## Work to be completed
Each line that follows should be printed again exactly as it stands.

## Input rows
----------

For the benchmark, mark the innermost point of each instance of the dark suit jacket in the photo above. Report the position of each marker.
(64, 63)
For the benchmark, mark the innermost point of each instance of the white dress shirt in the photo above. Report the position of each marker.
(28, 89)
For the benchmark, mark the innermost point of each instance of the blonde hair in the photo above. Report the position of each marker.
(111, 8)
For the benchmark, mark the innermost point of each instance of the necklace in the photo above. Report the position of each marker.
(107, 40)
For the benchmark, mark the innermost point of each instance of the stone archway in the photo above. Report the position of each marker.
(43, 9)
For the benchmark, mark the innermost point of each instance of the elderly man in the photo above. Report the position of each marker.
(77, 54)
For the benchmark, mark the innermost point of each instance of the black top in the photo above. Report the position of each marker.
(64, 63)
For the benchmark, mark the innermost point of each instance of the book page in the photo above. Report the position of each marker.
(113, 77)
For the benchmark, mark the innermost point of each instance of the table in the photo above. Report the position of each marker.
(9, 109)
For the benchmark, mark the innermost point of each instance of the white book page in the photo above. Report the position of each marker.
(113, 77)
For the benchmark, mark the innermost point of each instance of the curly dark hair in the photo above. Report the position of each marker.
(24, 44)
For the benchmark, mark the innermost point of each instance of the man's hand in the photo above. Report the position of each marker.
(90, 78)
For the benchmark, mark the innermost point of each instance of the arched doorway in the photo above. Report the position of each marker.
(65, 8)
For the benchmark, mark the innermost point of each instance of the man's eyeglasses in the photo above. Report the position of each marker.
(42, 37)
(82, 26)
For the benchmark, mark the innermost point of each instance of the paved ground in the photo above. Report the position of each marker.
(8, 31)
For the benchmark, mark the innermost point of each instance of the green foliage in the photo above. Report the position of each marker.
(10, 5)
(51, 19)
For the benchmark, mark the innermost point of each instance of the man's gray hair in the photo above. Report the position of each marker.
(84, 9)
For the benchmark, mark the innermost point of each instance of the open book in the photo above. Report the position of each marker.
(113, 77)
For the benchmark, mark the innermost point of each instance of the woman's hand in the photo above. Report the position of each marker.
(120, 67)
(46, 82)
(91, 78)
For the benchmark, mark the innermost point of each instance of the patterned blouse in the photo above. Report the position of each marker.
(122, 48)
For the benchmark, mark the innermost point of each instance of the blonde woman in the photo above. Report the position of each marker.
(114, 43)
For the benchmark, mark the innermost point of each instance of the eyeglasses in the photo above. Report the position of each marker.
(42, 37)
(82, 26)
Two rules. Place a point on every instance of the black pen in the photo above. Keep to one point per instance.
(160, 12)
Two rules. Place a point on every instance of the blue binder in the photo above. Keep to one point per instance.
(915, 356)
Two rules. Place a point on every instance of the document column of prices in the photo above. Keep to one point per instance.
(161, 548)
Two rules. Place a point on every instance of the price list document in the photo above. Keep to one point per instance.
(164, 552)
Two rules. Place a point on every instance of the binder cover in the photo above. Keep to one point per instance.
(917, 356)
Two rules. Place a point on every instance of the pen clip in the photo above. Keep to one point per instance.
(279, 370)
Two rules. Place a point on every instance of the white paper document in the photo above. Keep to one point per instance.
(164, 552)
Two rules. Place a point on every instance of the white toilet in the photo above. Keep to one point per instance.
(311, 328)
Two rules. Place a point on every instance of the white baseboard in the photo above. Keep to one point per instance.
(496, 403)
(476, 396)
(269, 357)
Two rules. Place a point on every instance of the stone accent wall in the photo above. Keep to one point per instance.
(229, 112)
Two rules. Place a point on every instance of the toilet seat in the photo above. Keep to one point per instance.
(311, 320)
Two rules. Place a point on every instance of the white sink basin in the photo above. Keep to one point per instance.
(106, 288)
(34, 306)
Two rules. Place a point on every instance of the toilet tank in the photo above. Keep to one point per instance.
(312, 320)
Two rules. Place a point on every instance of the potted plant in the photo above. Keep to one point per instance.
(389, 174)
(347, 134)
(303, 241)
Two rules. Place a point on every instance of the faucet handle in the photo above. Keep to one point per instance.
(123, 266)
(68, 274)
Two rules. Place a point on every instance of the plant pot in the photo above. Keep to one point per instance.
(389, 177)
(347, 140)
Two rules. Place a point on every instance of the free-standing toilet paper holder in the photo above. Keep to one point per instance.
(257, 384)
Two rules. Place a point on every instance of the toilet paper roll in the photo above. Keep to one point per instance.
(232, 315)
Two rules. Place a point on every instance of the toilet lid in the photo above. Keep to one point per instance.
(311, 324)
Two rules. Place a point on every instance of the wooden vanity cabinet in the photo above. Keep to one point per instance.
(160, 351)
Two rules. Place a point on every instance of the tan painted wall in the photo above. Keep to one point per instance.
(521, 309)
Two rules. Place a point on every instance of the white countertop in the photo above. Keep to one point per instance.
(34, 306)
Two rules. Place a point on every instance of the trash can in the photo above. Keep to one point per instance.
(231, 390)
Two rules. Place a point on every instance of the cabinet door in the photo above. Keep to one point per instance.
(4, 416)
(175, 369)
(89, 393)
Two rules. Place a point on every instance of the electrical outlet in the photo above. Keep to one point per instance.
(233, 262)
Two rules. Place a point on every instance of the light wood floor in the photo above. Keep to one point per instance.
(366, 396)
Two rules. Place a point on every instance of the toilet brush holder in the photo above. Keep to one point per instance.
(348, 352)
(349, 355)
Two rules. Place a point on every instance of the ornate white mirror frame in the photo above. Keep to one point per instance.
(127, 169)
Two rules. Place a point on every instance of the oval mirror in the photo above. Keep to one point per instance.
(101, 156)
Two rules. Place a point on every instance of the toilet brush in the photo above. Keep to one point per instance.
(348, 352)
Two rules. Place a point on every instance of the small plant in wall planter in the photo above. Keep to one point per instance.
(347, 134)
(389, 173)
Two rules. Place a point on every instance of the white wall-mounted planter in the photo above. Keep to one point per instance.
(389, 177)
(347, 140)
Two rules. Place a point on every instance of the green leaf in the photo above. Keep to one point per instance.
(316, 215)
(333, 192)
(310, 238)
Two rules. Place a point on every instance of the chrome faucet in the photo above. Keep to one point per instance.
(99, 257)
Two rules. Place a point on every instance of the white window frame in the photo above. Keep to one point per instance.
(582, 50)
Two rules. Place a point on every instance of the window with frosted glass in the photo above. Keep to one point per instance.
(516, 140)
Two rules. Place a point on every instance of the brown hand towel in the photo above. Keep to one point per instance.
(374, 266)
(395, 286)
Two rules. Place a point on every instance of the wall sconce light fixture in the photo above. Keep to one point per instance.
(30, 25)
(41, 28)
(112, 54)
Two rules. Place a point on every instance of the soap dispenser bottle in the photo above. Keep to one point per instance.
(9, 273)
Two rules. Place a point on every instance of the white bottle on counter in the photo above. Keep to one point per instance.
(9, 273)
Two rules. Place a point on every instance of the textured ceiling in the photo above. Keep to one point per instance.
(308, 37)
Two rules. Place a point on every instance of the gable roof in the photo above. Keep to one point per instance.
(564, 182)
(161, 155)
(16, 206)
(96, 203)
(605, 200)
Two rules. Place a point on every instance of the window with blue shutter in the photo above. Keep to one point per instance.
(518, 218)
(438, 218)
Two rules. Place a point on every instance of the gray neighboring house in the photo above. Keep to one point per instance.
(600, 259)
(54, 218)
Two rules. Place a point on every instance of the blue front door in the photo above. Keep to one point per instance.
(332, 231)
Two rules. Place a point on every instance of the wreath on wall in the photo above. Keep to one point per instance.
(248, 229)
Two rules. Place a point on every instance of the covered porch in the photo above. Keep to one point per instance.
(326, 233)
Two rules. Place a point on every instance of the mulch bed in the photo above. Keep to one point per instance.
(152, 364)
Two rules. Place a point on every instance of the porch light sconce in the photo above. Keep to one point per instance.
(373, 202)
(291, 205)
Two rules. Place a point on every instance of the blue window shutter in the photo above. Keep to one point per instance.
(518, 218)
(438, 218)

----------

## Right answer
For the benchmark, mark the innermost point of each instance of the dark suit jacket in the photo above. Report the position of each marker.
(64, 63)
For the benchmark, mark the innermost point of each instance of the white dress shirt in the photo above. Report the position of each marker.
(28, 89)
For the benchmark, mark the innermost point of each instance of the blonde hair in the photo above. Report the position of each marker.
(111, 8)
For the benchmark, mark the innermost point of each instance of the necklace in the photo above. Report the position of each marker.
(107, 40)
For the benchmark, mark the innermost point of each instance of the stone archway in the photo above. Report the position of each marker.
(43, 9)
For the benchmark, mark the innermost point of each instance of the elderly man in the photo above. Report the position of each marker.
(77, 54)
For the benchmark, mark the innermost point of each instance of the black top in the photo above. Report the position of each marker.
(64, 63)
For the benchmark, mark the innermost point of each instance of the book page in the photo above. Report the position of each marker.
(113, 77)
For the benchmark, mark the innermost point of each instance of the table in the photo above. Report the position of each marker.
(9, 109)
For the benchmark, mark the innermost point of each instance of the white book page in the photo above. Report the position of each marker.
(113, 77)
For the benchmark, mark the innermost point of each instance of the curly dark hair in the photo above. Report the position of each marker.
(24, 44)
For the benchmark, mark the innermost point of each instance of the man's hand in the photo above. Report the position of each marker.
(90, 78)
For the benchmark, mark the innermost point of each instance of the arched doorway in the photo above. Report the position of each marker.
(65, 8)
For the benchmark, mark the innermost point of each instance of the man's eyeglasses in the photo above. Report the position of each marker.
(42, 37)
(82, 26)
For the benchmark, mark the innermost point of each instance of the paved ground in the photo above. Report the position of each marker.
(8, 31)
For the benchmark, mark the innermost point of each instance of the green foliage in the photo above. Report the position of each marker.
(10, 5)
(51, 19)
For the benchmark, mark the innermost point of each instance of the man's gray hair in the photo above. Report the position of each marker.
(84, 9)
For the benchmark, mark the innermost point of each instance of the open book in the photo above. Report the position of each marker.
(113, 77)
For the benchmark, mark the innermost point of each instance of the woman's hand in the photo above. Report the position of each marker.
(120, 67)
(46, 82)
(91, 78)
For the benchmark, mark the innermost point of each instance of the patterned blouse in the photo above. Report the position of each marker.
(122, 48)
For the benchmark, mark the innermost point of each instance of the blonde woman in the photo above. Report the position of each marker.
(114, 43)
For the benchmark, mark the innermost point of each instance of the eyeglasses in the photo above. Report the position of each marker.
(42, 37)
(82, 26)
Two rules. Place a point on every instance of the black pen in the photo above. Keep to one point per instance.
(160, 12)
Two rules. Place a point on every instance of the blue binder in the photo above. Keep to one point per instance.
(915, 356)
Two rules. Place a point on every instance of the document column of prices in the photo above. Keep to one point per instance.
(161, 548)
Two rules. Place a point on every instance of the price list document in the photo above. Keep to one point per instance.
(164, 552)
Two rules. Place a point on every instance of the binder cover in the photo above. Keep to one point per instance.
(917, 356)
Two rules. Place a point on every instance of the pen clip in the photo above. Keep to one point per instance.
(279, 370)
Two rules. Place a point on every instance of the white paper document in the photo above. Keep to one point per instance.
(164, 552)
Two rules. Place a point on every instance of the white toilet in the photo above. Keep to one point per instance.
(311, 328)
Two rules. Place a point on every instance of the white baseboard in the photo above. Keep to one point per instance.
(496, 403)
(476, 396)
(269, 357)
Two rules. Place a point on every instance of the stone accent wall in the photo above. Keep to one point per instance.
(229, 112)
Two rules. Place a point on every instance of the toilet seat in the photo above. Keep to one point per instance.
(311, 320)
Two rules. Place a point on every instance of the white sink basin in the photo above. Keep to one point per instance.
(106, 288)
(34, 306)
Two rules. Place a point on every instance of the toilet tank in the photo above. Keep to one point per instance.
(312, 320)
Two rules. Place a point on every instance of the potted plant in the photo above. Keep to one point per instance.
(389, 174)
(347, 134)
(303, 241)
Two rules. Place a point on every instance of the faucet handle in the photo above. Keep to one point per instance.
(123, 266)
(68, 274)
Two rules. Place a point on every instance of the plant pot in the photo above. Keep to one point per instance.
(389, 177)
(347, 140)
Two rules. Place a point on every instance of the free-standing toilet paper holder in the photo above. Keep to one point per instance.
(257, 384)
Two rules. Place a point on every instance of the toilet paper roll in the photo above. Keep to one point per instance.
(232, 315)
Two rules. Place a point on every instance of the toilet lid in the photo above. Keep to one point per instance.
(311, 324)
Two rules. Place a point on every instance of the wooden vanity cabinet in the photo above. Keep to one point per instance.
(160, 351)
Two rules. Place a point on every instance of the tan painted wall in the photo above. Keep to one point per instance.
(521, 309)
Two rules. Place a point on every instance of the white countertop in the photo above. Keep to one point per instance.
(34, 306)
Two rules. Place a point on every instance of the trash can in the photo above. Keep to one point per instance.
(231, 390)
Two rules. Place a point on every instance of the cabinet door in the photo above. Keep to one point per instance.
(4, 416)
(175, 369)
(89, 393)
Two rules. Place a point on every instance of the electrical outlet in the photo above. Keep to one point per instance.
(233, 262)
Two rules. Place a point on every instance of the light wood floor in the photo above. Keep to one point per instance.
(366, 396)
Two rules. Place a point on every instance of the toilet brush holder in the photo above. Keep to one point per instance.
(348, 352)
(349, 355)
Two rules. Place a point on every instance of the ornate white mirror frame in the photo above. Keep to one point per instance.
(127, 169)
Two rules. Place a point on every instance of the oval mirror in the photo above. Keep to one point per instance.
(101, 156)
Two rules. Place a point on every instance of the toilet brush in the photo above. Keep to one point per instance.
(348, 352)
Two rules. Place a point on every instance of the small plant in wall planter in the photo above. Keep to one point per instance.
(347, 134)
(389, 173)
Two rules. Place a point on every instance of the white wall-mounted planter in the photo above. Keep to one point per instance.
(389, 177)
(347, 140)
Two rules. Place a point on every instance of the green leaf in the photo above. Keep to one point per instance.
(316, 215)
(333, 192)
(310, 238)
Two rules. Place a point on every instance of the chrome faucet in the photo above. Keep to one point per instance.
(99, 257)
Two rules. Place a point on every instance of the white window frame in the photo above. Keep to one point per instance.
(582, 50)
Two rules. Place a point on every instance of the window with frosted glass in the photo above. Keep to one point per instance.
(516, 140)
Two rules. Place a point on every instance of the brown hand towel in the photo above. Keep to one point per instance.
(374, 266)
(395, 286)
Two rules. Place a point on every instance of the wall sconce light fixture in the photo above. Keep to one point per instance.
(30, 25)
(41, 28)
(112, 54)
Two rules. Place a point on every instance of the soap dispenser bottle in the photo above. Keep to one point per instance.
(9, 273)
Two rules. Place a point on every instance of the white bottle on counter in the photo above. Keep to one point per instance.
(9, 273)
Two rules. Place a point on every instance of the textured ceiling in the photo above. Keep to one point per instance.
(308, 37)
Two rules. Place a point on every instance of the gable roof in the photo above. Keep to one point per instance.
(564, 182)
(161, 155)
(16, 206)
(96, 203)
(605, 200)
Two rules. Place a point on every instance of the window with blue shutter in the photo above. Keep to one point per instance.
(518, 218)
(438, 218)
Two rules. Place a point on every instance of the gray neighboring house in the photo above. Keep to one point per instance.
(600, 259)
(54, 218)
Two rules. Place a point on every instance of the blue front door in the photo above. Keep to one point per instance.
(332, 231)
Two rules. Place a point on every instance of the wreath on wall in the photo above. Keep to one point per instance.
(248, 229)
Two rules. Place a point on every instance of the covered porch in the photo above. Keep to one point per instance.
(326, 233)
Two rules. Place a point on every instance of the mulch bed in the photo above. Keep to one point per instance.
(152, 364)
Two rules. Place a point on every instance of the porch light sconce in the photo above. Keep to one point per instance.
(373, 202)
(291, 205)
Two rules. Place a point on every instance of the blue window shutter in the photo above. Keep to one point per instance.
(518, 218)
(438, 218)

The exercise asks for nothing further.